Job
Please copy exactly the lines that begin with the one containing "Check that every instance of the dark" and end with the last line of the entries.

Listed records
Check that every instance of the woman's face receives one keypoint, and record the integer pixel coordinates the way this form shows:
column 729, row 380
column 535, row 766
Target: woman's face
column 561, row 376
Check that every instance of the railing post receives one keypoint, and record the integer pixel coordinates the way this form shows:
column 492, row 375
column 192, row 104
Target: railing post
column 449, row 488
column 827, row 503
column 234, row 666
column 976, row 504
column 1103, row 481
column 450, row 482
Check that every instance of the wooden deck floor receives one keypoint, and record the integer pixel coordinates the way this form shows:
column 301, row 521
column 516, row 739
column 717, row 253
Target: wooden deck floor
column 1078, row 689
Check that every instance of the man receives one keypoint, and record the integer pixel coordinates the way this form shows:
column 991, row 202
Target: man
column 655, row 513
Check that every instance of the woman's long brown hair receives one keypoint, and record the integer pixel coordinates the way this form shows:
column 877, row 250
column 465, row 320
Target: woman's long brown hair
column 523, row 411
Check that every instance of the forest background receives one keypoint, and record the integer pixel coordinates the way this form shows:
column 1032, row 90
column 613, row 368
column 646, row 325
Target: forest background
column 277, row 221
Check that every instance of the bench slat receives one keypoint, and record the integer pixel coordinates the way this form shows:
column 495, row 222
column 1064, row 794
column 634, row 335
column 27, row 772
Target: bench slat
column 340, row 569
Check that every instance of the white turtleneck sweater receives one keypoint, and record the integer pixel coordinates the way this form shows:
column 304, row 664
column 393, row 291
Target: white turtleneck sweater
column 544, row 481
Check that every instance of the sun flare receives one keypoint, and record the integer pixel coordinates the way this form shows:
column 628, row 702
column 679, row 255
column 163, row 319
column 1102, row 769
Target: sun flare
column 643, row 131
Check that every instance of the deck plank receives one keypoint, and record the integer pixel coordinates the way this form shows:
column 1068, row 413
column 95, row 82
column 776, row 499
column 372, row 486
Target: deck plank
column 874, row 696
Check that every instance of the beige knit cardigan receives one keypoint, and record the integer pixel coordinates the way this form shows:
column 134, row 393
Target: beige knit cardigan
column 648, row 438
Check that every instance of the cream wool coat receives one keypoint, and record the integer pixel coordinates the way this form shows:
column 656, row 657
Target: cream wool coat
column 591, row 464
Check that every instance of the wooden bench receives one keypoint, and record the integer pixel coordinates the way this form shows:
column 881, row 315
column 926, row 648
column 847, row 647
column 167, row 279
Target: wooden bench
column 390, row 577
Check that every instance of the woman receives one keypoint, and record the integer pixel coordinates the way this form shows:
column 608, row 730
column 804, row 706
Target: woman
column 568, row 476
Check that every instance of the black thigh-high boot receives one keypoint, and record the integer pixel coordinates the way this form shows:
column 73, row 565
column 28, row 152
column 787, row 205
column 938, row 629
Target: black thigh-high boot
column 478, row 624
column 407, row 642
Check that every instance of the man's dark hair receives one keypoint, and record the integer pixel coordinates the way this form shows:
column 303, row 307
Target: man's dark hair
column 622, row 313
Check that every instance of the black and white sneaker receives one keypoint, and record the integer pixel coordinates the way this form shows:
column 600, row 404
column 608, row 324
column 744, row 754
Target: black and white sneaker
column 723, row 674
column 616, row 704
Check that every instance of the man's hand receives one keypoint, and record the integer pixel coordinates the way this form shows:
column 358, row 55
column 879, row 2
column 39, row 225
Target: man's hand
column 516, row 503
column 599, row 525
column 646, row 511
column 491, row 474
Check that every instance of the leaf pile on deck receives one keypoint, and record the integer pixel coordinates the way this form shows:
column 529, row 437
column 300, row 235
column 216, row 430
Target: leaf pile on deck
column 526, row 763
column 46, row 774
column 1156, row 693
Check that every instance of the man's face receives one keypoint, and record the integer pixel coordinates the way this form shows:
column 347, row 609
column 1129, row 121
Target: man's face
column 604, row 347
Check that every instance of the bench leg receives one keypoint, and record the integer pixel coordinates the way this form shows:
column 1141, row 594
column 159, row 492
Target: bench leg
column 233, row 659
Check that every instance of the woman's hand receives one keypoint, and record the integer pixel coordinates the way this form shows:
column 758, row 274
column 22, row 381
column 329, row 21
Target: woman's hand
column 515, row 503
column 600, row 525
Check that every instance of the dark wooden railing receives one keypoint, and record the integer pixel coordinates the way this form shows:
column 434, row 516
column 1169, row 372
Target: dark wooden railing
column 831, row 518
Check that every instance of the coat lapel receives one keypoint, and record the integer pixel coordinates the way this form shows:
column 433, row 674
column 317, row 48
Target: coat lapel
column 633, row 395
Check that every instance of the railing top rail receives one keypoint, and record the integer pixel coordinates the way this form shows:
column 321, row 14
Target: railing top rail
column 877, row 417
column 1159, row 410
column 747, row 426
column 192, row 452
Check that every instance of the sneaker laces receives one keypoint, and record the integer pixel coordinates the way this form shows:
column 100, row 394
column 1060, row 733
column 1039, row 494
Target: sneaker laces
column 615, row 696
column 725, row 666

Solution
Check that every instance of the dark wooden railing receives one keypoint, and record the integer pixel coordinates the way this form shows:
column 434, row 516
column 1169, row 372
Target: dark wooden railing
column 831, row 518
Check that every instance of the coat lapel receives one keypoint, and record the integer pixel coordinates the way this form shows:
column 433, row 674
column 317, row 48
Target: coat lapel
column 633, row 395
Check that every instance of the railing top rail receives one keypoint, and record the integer pixel coordinates the way this form shows:
column 321, row 14
Target: railing top rail
column 877, row 417
column 1159, row 410
column 747, row 426
column 192, row 452
Check that every instance of the sneaker laces receives one keypoint, and record the integer pixel coordinates the way this form shows:
column 100, row 394
column 1060, row 733
column 1039, row 494
Target: sneaker laces
column 615, row 696
column 725, row 666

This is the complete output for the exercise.